▶ [Document]
Fidèles au principe de faire avancer la loi de Dieu, et obéissant à la nécessité de constituer et de formuler leurs doctrines, tous les Hussites étaient d’accord sur un point admirable, mais dangereux dans la circonstance : c’était d’employer en discussions sur les matières de foi, en assemblées de docteurs et en synodes généraux ou particuliers, tout le temps qui n’était pas employé à la défense du pays et aux travaux de la guerre. Pendant que le concile de Sienne mettait à prix le sang de la Bohême, on débattait en Bohême les plus hautes questions théologiques. Ce peuple qu’on traitait de barbare, de sanguinaire, d’impie et de débauché, offrait aux yeux du monde étonné le spectacle d’une Église nouvelle qui cherchait à réformer l’ancienne plus radicalement que les conciles œcuméniques, et qui, au milieu des mines, et sous le feu de vingt puissances ennemies, s’efforçait de formuler et d’organiser les bases et la législation de la véritable religion évangélique. Le pape écrivait à l’Empereur qu’il ne concevait pas qu’il ne pût venir à bout d’une hérésie réfugiée dans un petit coin du monde. Ce petit coin était plus grand alors que le monde tout entier ; et la vaste Réforme de Luther était là en germe, avec bien d’autres Réformes encore que l’Humanité accomplira sans aucun doute, et peut-être sans violence, dans un avenir plus ou moins prochain.

▶ [Exercices]
a: Résumez en deux phrases le texte sur les Hussites.
b: D'après le texte sur les Hussites, pourquoi ceux-ci employaient-ils en discussions sur les matières de foi tout le temps laissé libre par la guerre ?
c: Relevez tous les qualificatifs par lesquels, selon le texte sur les Hussites, on traitait le peuple de Bohême.

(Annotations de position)
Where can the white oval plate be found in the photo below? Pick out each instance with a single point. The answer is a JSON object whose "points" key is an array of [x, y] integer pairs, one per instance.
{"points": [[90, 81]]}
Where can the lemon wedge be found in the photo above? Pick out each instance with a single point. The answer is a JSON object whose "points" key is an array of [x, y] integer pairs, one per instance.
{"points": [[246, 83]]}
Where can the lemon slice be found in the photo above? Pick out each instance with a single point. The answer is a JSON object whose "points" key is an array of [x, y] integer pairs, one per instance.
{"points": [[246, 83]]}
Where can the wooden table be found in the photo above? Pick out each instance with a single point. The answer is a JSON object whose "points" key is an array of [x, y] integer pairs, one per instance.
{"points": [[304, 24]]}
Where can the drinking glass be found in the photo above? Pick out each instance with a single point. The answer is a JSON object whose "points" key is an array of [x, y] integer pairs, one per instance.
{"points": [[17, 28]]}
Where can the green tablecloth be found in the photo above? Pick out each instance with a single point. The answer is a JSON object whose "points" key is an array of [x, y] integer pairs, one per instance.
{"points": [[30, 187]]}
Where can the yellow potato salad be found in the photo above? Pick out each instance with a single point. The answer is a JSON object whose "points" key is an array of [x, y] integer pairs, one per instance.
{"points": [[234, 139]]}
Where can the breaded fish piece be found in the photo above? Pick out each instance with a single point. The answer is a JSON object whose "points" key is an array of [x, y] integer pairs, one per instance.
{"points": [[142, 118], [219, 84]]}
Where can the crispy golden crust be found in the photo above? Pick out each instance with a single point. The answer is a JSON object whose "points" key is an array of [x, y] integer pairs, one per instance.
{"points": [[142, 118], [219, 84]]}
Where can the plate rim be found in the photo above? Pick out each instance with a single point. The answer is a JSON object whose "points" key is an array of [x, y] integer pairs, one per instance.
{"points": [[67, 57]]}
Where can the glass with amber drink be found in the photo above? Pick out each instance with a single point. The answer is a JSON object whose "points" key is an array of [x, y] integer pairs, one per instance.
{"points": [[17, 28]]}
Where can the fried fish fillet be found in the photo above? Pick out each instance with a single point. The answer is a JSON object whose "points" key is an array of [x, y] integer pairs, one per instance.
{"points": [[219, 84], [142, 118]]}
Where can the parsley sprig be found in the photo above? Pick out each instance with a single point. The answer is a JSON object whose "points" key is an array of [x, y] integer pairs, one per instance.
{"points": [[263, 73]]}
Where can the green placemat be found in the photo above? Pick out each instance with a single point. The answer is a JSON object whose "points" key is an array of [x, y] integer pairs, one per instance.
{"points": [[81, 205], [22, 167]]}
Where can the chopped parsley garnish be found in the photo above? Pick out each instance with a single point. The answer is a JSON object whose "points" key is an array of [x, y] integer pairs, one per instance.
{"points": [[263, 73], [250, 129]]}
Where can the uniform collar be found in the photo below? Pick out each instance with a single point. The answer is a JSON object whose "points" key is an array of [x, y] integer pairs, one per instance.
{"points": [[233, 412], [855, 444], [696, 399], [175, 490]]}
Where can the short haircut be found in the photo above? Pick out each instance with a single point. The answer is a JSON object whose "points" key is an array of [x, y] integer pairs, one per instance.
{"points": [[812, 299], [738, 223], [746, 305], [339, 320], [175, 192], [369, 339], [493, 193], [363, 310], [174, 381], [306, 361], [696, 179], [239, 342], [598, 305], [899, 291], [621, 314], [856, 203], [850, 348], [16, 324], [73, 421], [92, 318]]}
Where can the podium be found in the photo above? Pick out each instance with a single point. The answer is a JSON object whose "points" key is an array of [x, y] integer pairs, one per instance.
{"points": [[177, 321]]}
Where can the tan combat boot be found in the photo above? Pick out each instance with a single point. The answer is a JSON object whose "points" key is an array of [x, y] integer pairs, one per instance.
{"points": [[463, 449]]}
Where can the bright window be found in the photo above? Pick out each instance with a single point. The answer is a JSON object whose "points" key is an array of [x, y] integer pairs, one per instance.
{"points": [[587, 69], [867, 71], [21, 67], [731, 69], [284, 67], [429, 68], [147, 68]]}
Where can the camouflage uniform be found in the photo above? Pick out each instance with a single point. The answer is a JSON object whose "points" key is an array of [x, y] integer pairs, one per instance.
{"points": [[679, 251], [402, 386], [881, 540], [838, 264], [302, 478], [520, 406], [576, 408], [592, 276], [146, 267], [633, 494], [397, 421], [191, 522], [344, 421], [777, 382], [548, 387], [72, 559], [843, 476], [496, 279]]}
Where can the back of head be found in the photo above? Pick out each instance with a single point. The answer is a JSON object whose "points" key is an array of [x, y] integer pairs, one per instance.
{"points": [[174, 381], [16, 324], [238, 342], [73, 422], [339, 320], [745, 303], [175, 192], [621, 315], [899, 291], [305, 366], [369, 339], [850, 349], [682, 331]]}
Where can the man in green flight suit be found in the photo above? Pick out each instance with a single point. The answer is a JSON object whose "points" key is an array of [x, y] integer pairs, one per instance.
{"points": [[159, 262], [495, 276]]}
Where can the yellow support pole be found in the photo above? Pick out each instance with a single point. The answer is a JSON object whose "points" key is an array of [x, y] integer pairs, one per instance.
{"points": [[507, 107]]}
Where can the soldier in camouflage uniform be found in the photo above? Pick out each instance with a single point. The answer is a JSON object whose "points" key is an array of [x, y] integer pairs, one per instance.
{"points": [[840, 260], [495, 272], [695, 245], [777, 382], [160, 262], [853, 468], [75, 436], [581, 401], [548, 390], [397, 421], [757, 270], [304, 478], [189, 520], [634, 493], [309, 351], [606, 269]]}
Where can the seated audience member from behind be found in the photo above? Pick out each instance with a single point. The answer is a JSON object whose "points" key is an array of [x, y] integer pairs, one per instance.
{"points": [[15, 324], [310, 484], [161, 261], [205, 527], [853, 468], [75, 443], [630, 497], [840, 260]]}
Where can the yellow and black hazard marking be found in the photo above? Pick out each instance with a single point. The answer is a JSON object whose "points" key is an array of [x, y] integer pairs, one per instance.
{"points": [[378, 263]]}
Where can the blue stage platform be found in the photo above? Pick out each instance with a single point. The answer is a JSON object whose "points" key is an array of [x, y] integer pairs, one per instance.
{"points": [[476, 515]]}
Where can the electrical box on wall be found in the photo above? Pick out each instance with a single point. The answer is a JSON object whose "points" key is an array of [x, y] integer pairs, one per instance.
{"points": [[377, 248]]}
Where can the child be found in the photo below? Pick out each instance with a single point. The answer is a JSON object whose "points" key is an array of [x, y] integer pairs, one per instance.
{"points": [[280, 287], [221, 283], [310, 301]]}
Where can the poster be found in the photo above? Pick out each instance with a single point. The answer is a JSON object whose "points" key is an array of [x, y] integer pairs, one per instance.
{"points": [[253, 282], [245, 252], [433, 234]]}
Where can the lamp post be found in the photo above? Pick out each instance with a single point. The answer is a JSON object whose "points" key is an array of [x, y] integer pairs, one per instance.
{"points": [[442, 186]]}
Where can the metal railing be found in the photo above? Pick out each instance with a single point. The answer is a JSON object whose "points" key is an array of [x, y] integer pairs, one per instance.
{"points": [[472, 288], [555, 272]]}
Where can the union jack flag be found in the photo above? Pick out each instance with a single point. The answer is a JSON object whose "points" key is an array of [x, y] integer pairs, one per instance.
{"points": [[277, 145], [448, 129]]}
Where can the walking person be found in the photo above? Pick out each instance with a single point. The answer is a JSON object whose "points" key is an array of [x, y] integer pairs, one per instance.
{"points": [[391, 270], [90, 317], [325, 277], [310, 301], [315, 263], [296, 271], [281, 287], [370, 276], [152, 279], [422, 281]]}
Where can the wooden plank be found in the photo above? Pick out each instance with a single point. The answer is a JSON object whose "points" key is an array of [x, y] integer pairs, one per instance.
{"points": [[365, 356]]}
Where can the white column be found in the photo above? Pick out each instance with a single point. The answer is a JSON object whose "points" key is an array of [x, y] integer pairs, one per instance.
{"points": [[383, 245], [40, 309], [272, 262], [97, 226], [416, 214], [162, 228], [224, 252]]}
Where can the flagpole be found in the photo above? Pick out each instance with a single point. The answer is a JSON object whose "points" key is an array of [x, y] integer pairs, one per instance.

▶ [Réponses par exercice]
a: Les Hussites consacraient aux discussions sur la foi, aux assemblées de docteurs et aux synodes tout le temps que ne prenaient pas la défense du pays et la guerre, débattant les plus hautes questions théologiques pendant que le concile de Sienne mettait à prix le sang de la Bohême. Ce peuple, traité de barbare et d'impie, offrait le spectacle d'une Église nouvelle qui cherchait à réformer l'ancienne plus radicalement que les conciles œcuméniques, et il portait en germe la Réforme de Luther ainsi que d'autres Réformes à venir.

b: Ils étaient fidèles au principe de faire avancer la loi de Dieu. Ils obéissaient aussi à la nécessité de constituer et de formuler leurs doctrines.

c:
- barbare
- sanguinaire
- impie
- débauché